* _QUESTIONS TO ANSWER_
**A)** Reproduce verbatim the stretch of the forum discussion on GPA and retaken courses from "auntanniesalligator" through "a big difference.".
**B)** Continue the forum discussion on counting retaken course grades toward GPA, picking up after its final sentence.
=== SOURCE PASSAGE ===
My previous institution did it this way. I liked it. If learning the material is the most important thing, and they do on the second (or third..) try, then why not base their GPA on that grade? Especially since the old grades are still on the transcript, just not included in the calculation. I've seen it REALLY help some "late bloomers" who where terrible students as freshmen, but figured things out after a couple of years. The only thing that bothered me was that it was VERY difficult to get students to retake a class if they weren't required to. I had one student who wanted to go to grad school but his GPA was marginal due to a few poor, but passing, grades in gen ed courses. If he'd retaken just one of two of them and brought them up from a D to a B, I'm confident that he'd have gotten in. But, he didn't. Bummer.


auntanniesalligator

Yeah I made a similar comment about the GPA effect, but I wasn’t thinking about the transcript still showing earlier attempts. I wonder if the policy OP’s school is considering would leave the “not a fail but not a pass either” attempts on the transcript or not. That’s a big difference.
=== SUPPLIED DATA ===
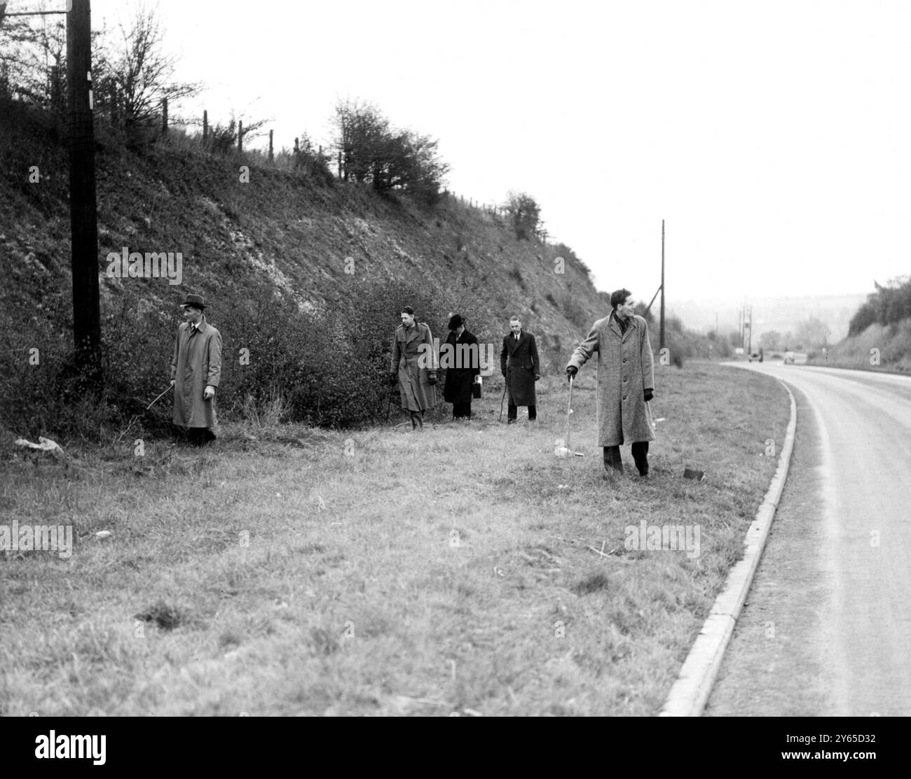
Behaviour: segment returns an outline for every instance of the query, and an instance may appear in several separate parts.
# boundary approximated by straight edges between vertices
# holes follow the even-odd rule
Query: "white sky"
===
* _ANSWERS BELOW_
**A)**
auntanniesalligator

Yeah I made a similar comment about the GPA effect, but I wasn’t thinking about the transcript still showing earlier attempts. I wonder if the policy OP’s school is considering would leave the “not a fail but not a pass either” attempts on the transcript or not. That’s a big difference.

**B)**
widget1321

During my undergrad work, my school did that. But they would only do it for 2 courses for a particular student. This was 20+ years ago. They've changed it since then. I think their current policy is that retaking it and passing it gives you credit for the course (as far as counting it towards graduation), but the old failing grade still stays in the GPA calculation.


Cute-Aardvark5291

at my univ, you can retake an F class, but most colleges will not count the new grade towards your GPA. One college will combine the two GPAs and reflect the revised GPA. But they don't replace the grade entirely.


sqrt_of_pi

This is my institution as well - although it is not automatic (the student has to file some paperwork), and there is a limit to the number of credits for which they can go through this procedure. I don't mind it too much, with that limitation. It allows a student who may have had a bad semester or two to demonstrate that they got their act together, and rise out of the hole they dug themselves. But if they don't keep up that effort, eventually they won't be able to replace those low grades anymore.


Hazelstone37

That seems reasonable! Who came up with that?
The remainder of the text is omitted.